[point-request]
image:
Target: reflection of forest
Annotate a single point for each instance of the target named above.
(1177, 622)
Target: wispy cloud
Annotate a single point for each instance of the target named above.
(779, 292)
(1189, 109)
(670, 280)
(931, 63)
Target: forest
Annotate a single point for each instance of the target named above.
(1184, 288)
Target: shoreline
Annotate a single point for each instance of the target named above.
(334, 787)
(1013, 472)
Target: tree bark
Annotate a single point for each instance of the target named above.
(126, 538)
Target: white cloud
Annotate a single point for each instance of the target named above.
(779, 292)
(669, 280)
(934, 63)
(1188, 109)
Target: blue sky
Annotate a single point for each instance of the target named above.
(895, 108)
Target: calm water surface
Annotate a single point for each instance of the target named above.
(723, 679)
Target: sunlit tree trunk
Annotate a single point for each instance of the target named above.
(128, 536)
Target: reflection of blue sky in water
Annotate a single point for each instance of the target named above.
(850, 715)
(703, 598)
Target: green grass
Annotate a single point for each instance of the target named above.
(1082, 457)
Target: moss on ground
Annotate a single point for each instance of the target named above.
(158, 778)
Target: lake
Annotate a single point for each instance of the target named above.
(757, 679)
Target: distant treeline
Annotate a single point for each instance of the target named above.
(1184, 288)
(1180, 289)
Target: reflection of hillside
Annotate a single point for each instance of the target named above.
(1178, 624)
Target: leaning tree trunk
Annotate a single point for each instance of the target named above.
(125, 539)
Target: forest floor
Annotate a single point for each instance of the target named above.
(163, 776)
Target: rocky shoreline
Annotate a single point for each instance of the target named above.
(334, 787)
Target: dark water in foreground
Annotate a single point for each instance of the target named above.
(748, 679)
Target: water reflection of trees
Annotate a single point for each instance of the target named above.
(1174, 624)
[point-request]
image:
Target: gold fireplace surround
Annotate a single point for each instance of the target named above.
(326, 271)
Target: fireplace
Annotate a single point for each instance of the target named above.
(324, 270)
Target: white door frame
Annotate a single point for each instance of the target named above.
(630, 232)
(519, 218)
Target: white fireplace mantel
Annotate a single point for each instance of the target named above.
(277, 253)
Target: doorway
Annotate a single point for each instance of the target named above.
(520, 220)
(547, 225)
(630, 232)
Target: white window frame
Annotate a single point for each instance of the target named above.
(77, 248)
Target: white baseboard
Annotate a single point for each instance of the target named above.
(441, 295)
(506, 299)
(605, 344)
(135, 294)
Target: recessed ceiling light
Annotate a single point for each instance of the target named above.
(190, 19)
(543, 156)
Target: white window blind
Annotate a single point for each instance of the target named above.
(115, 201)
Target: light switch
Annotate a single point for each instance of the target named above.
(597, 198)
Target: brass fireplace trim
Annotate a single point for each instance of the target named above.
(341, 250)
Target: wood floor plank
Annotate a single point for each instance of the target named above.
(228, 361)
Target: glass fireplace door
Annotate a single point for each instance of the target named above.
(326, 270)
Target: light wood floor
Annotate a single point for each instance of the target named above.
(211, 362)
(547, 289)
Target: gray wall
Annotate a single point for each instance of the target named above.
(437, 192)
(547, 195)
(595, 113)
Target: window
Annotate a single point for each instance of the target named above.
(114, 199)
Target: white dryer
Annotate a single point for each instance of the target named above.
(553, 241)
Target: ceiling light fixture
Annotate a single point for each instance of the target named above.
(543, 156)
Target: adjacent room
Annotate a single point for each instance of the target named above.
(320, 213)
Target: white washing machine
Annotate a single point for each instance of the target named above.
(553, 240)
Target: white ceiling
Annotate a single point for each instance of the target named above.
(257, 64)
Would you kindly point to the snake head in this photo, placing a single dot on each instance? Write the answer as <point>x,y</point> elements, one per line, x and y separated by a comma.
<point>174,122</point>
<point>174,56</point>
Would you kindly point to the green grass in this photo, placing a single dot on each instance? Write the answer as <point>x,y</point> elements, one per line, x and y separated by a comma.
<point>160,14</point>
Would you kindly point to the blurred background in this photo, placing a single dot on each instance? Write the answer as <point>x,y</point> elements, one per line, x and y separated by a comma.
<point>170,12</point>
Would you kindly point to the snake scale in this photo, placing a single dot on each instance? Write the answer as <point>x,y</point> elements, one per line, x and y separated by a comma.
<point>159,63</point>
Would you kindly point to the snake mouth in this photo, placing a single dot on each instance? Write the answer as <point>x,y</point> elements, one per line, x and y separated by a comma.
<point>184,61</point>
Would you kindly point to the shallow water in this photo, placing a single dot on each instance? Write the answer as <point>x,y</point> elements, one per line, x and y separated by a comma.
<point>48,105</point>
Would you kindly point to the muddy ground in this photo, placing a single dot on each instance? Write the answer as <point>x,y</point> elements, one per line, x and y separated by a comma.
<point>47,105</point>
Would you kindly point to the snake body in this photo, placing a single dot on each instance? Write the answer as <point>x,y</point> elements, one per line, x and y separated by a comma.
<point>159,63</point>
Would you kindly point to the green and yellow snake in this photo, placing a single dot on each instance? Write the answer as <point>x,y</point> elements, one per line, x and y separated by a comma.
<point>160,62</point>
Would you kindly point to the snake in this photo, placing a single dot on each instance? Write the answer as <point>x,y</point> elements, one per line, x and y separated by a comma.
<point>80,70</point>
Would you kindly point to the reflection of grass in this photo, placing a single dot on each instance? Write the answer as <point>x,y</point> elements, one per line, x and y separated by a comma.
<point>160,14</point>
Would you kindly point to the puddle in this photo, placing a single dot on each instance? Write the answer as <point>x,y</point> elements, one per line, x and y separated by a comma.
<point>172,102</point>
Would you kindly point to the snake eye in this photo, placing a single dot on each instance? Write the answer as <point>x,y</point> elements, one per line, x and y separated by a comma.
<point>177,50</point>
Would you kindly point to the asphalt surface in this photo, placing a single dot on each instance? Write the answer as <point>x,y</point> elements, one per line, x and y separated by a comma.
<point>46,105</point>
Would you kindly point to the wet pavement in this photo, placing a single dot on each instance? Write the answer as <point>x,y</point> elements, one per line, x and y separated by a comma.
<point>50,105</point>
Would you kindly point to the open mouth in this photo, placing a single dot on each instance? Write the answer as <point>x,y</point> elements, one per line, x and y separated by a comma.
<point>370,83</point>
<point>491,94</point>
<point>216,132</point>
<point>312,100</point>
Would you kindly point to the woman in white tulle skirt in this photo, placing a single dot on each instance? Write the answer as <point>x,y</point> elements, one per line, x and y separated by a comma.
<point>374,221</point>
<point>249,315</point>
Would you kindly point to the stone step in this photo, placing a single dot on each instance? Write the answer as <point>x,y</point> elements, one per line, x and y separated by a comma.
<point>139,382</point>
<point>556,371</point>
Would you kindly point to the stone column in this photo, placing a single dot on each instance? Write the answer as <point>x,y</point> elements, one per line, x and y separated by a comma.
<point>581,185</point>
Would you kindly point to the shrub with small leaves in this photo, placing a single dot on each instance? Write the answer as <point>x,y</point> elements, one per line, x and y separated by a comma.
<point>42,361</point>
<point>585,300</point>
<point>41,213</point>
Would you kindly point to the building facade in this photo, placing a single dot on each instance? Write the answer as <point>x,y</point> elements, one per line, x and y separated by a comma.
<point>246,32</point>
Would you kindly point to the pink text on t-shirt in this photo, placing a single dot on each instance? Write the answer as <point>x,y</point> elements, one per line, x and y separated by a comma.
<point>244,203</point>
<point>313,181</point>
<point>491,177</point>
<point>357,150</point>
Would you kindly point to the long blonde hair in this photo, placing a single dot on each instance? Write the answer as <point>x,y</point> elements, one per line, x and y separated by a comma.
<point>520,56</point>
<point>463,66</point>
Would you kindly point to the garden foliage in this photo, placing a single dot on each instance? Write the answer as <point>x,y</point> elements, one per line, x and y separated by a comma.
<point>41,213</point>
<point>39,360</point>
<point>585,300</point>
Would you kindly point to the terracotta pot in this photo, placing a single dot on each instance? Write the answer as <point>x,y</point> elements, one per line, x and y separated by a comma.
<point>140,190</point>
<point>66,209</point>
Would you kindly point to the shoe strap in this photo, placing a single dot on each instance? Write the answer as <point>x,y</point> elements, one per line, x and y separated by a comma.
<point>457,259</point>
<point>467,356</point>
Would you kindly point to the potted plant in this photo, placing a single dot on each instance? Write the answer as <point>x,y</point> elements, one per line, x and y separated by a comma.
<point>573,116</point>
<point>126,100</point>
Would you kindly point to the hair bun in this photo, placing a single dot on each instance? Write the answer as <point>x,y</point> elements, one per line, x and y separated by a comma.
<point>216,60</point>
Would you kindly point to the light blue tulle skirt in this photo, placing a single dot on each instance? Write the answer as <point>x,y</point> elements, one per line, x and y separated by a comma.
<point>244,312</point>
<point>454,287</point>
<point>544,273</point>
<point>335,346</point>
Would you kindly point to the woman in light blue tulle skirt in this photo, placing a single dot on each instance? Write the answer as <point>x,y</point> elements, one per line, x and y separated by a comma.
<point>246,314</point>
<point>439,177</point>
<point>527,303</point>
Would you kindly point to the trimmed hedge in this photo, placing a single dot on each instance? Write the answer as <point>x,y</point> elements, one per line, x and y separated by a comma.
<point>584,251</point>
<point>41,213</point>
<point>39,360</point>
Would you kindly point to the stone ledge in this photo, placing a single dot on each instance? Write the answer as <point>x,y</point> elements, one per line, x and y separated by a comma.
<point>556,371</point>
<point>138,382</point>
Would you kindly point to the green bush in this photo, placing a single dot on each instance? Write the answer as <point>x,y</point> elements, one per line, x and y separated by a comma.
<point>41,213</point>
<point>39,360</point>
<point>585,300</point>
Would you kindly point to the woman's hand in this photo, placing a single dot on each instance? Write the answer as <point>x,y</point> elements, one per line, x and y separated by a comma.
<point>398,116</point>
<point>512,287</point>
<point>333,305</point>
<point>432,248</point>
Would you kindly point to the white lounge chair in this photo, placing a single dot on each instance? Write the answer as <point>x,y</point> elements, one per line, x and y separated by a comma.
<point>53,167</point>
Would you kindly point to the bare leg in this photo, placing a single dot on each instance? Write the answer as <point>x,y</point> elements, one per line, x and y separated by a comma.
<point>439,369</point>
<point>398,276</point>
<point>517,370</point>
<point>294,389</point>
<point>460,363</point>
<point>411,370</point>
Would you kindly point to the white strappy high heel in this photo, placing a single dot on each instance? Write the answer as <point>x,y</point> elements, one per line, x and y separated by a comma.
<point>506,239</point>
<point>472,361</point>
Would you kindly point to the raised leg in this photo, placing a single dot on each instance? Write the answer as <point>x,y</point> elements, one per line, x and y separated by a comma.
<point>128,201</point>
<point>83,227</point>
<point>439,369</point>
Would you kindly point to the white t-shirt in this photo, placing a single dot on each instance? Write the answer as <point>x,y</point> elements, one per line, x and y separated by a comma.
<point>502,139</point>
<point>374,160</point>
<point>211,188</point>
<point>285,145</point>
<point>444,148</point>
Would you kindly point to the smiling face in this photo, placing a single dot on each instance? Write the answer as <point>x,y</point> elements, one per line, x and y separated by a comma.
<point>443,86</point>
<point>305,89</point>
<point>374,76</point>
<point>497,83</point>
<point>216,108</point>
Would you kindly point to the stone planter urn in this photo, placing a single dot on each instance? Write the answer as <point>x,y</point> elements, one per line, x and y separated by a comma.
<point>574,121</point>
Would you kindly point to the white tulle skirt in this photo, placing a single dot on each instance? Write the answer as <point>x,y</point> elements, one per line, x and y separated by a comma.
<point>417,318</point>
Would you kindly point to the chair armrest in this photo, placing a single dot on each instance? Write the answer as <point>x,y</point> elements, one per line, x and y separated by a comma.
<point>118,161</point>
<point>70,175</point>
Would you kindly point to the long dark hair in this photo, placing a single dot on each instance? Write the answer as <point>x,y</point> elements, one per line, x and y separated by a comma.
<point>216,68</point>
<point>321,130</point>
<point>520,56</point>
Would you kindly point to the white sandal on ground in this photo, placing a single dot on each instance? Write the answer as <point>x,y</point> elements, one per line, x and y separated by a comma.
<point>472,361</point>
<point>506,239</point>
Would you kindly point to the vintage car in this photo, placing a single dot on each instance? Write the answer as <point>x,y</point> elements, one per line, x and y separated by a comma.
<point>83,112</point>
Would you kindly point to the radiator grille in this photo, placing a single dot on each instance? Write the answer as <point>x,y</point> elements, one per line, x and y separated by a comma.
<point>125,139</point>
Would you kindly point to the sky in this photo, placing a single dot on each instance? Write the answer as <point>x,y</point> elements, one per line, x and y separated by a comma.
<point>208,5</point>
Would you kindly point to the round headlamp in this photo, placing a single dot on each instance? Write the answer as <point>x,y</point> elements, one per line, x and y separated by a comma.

TASK PROMPT: Begin at the first line of the material and transcribe each line exactly. End with the line containing "Target: rocky shoreline", and give nothing else.

EXERCISE ANSWER:
[point-request]
image:
Target: reflection of forest
Annotate a single point for each instance of the target named above.
(1177, 622)
Target: wispy cloud
Annotate a single point for each instance of the target named above.
(779, 292)
(1189, 109)
(670, 280)
(931, 63)
Target: forest
Annotate a single point for each instance of the target named above.
(1184, 288)
Target: shoreline
Annotate a single point for each instance of the target named above.
(334, 787)
(1013, 472)
Target: tree bark
Annotate a single point for each instance of the target named above.
(126, 538)
Target: white cloud
Annotate a single point for each instance of the target named above.
(779, 292)
(669, 280)
(934, 63)
(1188, 109)
Target: blue sky
Annotate a single point for each instance of the target named above.
(895, 108)
Target: calm water surface
Annotate a single point for each instance of the target named above.
(723, 679)
Target: sunlit tree trunk
Annotate a single point for each instance of the target named above.
(128, 536)
Target: reflection of blue sky in water
Annotate a single point for each instance of the target named above.
(850, 715)
(703, 598)
Target: green grass
Annotate a single point for each instance of the target named above.
(1082, 457)
Target: moss on ground
Annotate a single point for each instance of the target named above.
(158, 778)
Target: lake
Annotate a single point for each instance of the target named above.
(757, 679)
Target: distant treeline
Annotate a single point for each instance of the target named above.
(1184, 288)
(1180, 289)
Target: reflection of hillside
Annotate a single point for each instance of the target named above.
(1178, 624)
Target: leaning tree trunk
Annotate a single point for each instance of the target named above.
(125, 539)
Target: forest floor
Annotate a single point for each instance of the target named above.
(163, 776)
Target: rocky shoreline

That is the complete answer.